**Action item**. A word-for-word restatement of all the records is the required answer.

**Recorded data**.

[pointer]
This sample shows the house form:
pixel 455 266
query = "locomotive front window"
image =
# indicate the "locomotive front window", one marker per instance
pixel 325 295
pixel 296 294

**Expected output**.
[pointer]
This sample shows the house form:
pixel 455 266
query = "locomotive front window"
image =
# indicate the "locomotive front window", one marker per instance
pixel 325 295
pixel 296 294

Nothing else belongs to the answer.